Exercise task: Restate the full listing word for word and leave the pictures out.

Data entries:
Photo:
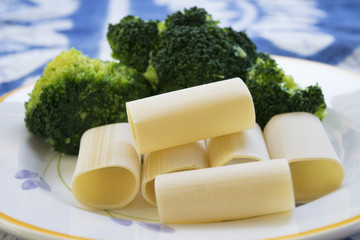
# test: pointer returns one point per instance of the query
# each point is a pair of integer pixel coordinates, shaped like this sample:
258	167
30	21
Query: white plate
36	201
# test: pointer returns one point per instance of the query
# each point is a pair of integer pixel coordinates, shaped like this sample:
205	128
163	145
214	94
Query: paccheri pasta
189	156
301	139
182	131
107	173
239	147
190	115
225	193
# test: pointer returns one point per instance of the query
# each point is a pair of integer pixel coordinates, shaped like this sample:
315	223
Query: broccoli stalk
76	93
274	92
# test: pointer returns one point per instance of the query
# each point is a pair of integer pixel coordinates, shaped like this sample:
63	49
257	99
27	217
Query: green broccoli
193	50
132	40
274	92
76	93
193	17
190	49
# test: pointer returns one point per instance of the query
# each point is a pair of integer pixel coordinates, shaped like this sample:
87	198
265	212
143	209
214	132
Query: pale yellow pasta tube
184	157
107	173
190	115
240	147
225	193
301	138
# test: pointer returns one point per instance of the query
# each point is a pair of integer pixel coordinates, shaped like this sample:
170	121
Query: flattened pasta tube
107	173
190	115
225	193
301	138
240	147
184	157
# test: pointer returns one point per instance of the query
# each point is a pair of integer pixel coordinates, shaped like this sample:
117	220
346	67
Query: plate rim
20	228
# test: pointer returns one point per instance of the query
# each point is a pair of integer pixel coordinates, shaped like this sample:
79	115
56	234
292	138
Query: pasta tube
190	115
225	193
301	138
107	173
240	147
184	157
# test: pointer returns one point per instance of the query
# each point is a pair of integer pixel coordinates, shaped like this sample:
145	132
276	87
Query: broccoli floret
196	52
274	92
194	17
132	40
76	93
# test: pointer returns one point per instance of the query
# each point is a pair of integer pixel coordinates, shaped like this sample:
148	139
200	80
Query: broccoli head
274	92
196	52
76	93
132	40
194	17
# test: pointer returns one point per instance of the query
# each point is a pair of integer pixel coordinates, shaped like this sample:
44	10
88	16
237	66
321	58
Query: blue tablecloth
33	32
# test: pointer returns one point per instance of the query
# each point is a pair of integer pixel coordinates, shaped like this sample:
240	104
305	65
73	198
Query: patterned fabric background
33	32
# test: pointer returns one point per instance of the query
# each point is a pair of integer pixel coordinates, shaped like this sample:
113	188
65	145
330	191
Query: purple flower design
122	222
157	227
32	180
26	174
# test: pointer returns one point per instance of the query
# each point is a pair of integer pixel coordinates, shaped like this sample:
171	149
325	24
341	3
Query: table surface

Right answer:
Photo:
# test: pointer returns one point per instance of the query
# each point is a pair of integer pixel coordinates, shaped like this sample:
258	167
30	21
Query: white plate
36	201
# test: pointer returns one point per instance of the query
# each point is a pair of integer pixel coordinates, shaped like this sample:
205	128
163	145
214	94
Query: paccheri pasta
189	156
301	139
182	131
107	173
239	147
190	115
225	193
# test: pointer returns one point per instance of the query
# each point is a pair of integer pixel coordinates, shaped like this sample:
315	223
Query: broccoli stalk
76	93
274	92
# test: pointer returns one point per instance of the query
# each point is a pair of integer pixel coordinates, shaped like this sample:
63	49
257	99
27	217
Query: green broccoli
193	50
132	40
274	92
76	93
193	17
190	49
# test: pointer returns one point per instance of the query
# each point is a pair of integer pixel coordinates, shaped like this sample:
87	198
265	212
143	209
214	132
Query: pale yellow pasta tube
184	157
107	173
190	115
240	147
225	193
301	138
# test: pointer returns one point per instance of the query
# each point is a pair of integer pixel coordinates, shaped like this sample:
170	121
Query: flattened pasta tube
107	173
190	115
225	193
301	138
240	147
184	157
# test: pointer returns one point per instance of the query
# each point is a pair of integer pixel coordinates, shaped like this sample:
117	220
346	67
Query: plate rim
20	228
# test: pointer returns one point per instance of the query
# each point is a pair of integer pixel coordinates, shaped like this sample:
79	115
56	234
292	138
Query: pasta tube
190	115
225	193
301	138
107	173
240	147
184	157
# test: pointer returns one point per instance of the query
# each point is a pair of integer pixel coordinates, shaped like this sample:
145	132
276	87
Query: broccoli floret
196	52
274	92
194	17
132	40
76	93
# test: pointer returns one point per instance of the query
# each point is a pair of integer pixel coordinates, shaped like this sample:
148	139
200	80
Query: broccoli head
274	92
196	52
76	93
132	40
194	17
# test: pointer returns one point per instance of the query
# each point is a pair of integer pixel coordinates, shaped like this sample:
44	10
88	16
237	66
321	58
Query: blue tablecloth
33	32
# test: pointer returns one point per instance of the query
# each point is a pair of integer pixel coordinates, shaped like this sample:
240	104
305	65
73	198
Query: patterned fabric background
33	32
# test: pointer returns one point per instance of the query
# each point is a pair of integer pixel coordinates, shaped like this sample:
113	188
65	145
330	191
Query: purple flower design
122	222
157	227
32	180
26	174
# test: pointer returns one point per instance of the query
# each point is a pair of integer pixel coordinates, shaped like this sample:
171	149
325	24
341	3
Query: table surface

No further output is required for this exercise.